PASSAGE PROVIDED:
* * *

A nationwide shortage of normal saline, the most common IV fluid used in hospitals, may continue until July.
If oxygen is the air that hospitals breathe, then normal saline, formally known as 0.9% sodium chloride injection, is the water they drink. Patients consume millions of liters of normal saline each week from the ubiquitous plastic bags hanging from IV poles. Normal saline is the first line of treatment for emergency room patients dealing with shock, dehydration, or diabetes; it’s mixed with most IV medicines given to patients; and it’s handy for flushing IV lines, cleaning sterile equipment, and dialysis.
The shortage, which started in January, has forced the Food and Drug Administration (FDA) to approve normal saline imported from a facility in Norway. The FDA has suggested that this year’s worse-than-normal cold and flu season increased demand for the saline solution, but many community hospital pharmacists suspect the problem began on the production lines.“If [normal saline] didn’t meet certain specs and criteria, the FDA had to shut down production,”said Bill Reeves, pharmacy director at National Park Medical Center in Hot Springs, Ark. “When one facility gets back on line, another goes down.”
Only three U.S. companies produce the IV fluid: B. Braun, Baxter, and Hospira. The FDA requires the companies to maintain sterile assembly lines, and when the agency shuts one down, it can take months for the company to get back into production. In the meantime, the others don’t have the capacity to keep up with demand. As a medical product with a finite shelf life, normal saline can’t be overproduced and stockpiled.
When this year’s flu season arrived, manufacturers were already behind the curve. “Although they were trying to meet that demand and all three major manufacturers were in full production, they were not able to do so,”FDA spokesperson Valerie Jensen said in a February interview with Medscape.
Hoarding may also contribute to the problem. “Gray market”scalpers are buying up as much as they can and charging up to $15 a liter for what normally costs only $3. While hospitals resist going that route, ambulance services that are not prioritized by the regular manufacturers may have little choice. Community hospitals also are using every opportunity to stock up in fears of a more severe shortage. “When we first found out about the shortage, we tried to purchase all that was available,”said Debbie Spann, pharmaceutical buyer for the Hot Springs hospital.

* * *

DATASET EXTRACT:
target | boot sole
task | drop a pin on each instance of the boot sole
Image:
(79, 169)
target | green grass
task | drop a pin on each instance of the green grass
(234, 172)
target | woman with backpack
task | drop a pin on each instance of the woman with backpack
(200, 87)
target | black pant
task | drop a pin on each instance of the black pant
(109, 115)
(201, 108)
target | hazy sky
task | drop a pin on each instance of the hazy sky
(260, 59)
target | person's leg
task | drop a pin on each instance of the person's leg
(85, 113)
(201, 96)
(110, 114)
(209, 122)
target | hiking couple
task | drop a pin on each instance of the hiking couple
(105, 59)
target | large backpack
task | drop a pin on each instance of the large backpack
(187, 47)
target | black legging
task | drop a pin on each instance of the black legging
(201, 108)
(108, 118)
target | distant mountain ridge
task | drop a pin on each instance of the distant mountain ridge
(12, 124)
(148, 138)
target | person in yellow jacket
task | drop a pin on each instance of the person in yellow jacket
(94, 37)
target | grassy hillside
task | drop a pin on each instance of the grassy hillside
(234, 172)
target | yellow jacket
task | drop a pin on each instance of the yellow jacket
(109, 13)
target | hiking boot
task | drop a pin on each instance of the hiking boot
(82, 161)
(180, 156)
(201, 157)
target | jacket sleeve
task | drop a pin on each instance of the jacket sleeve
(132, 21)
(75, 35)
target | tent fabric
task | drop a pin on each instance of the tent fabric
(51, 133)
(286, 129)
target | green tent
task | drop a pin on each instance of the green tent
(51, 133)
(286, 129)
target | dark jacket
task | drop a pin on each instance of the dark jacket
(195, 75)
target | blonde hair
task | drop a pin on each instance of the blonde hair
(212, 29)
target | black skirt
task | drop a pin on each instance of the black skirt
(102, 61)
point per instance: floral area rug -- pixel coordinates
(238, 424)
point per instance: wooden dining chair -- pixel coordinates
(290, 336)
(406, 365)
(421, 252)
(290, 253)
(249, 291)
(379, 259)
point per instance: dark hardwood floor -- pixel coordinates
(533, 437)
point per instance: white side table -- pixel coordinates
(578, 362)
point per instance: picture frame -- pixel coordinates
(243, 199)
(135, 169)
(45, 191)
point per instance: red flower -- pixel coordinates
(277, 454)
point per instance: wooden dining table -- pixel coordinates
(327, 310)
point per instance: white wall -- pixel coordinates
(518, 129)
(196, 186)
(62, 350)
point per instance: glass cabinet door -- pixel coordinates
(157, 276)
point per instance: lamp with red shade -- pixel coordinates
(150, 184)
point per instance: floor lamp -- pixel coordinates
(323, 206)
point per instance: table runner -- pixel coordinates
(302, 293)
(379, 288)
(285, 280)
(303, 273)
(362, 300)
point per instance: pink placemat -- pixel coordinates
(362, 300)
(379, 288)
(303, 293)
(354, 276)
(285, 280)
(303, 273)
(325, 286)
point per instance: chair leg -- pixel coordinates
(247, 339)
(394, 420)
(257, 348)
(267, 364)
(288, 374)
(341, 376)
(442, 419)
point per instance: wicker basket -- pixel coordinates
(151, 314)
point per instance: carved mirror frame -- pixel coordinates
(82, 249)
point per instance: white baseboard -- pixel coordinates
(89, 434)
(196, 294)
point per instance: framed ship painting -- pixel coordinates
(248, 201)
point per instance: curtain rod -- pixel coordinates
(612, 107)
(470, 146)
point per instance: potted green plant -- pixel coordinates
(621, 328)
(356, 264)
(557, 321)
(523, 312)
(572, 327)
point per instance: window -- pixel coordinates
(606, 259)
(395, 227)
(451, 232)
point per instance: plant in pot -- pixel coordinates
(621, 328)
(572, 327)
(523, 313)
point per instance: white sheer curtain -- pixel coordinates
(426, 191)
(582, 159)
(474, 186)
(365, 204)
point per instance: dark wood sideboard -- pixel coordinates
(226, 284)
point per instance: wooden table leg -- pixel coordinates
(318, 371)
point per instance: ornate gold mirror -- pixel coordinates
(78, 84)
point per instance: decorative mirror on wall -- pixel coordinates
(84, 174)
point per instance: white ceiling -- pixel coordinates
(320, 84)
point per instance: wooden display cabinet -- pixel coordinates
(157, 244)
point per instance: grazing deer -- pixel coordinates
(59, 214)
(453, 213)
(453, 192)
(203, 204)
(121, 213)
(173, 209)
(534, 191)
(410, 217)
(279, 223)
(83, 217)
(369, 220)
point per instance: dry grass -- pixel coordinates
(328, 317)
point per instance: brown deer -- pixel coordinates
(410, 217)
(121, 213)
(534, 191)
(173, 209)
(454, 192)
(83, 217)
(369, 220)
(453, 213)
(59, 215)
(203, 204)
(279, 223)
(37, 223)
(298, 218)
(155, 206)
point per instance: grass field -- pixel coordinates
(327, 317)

* * *

LIST OF TASKS:
a) Answer these questions from the article on the saline shortage:
(i) Until what month may the shortage continue?
(ii) In what country is the facility whose normal saline the FDA approved for import?
(iii) What do gray market scalpers charge per liter, and what does it normally cost?
b) List every U.S. company that the article on the saline shortage names as a producer of the IV fluid.

EXPECTED OUTPUTS:
a)
(i) July
(ii) Norway
(iii) Up to $15 a liter, compared with the normal cost of $3

b) B. Braun, Baxter, Hospira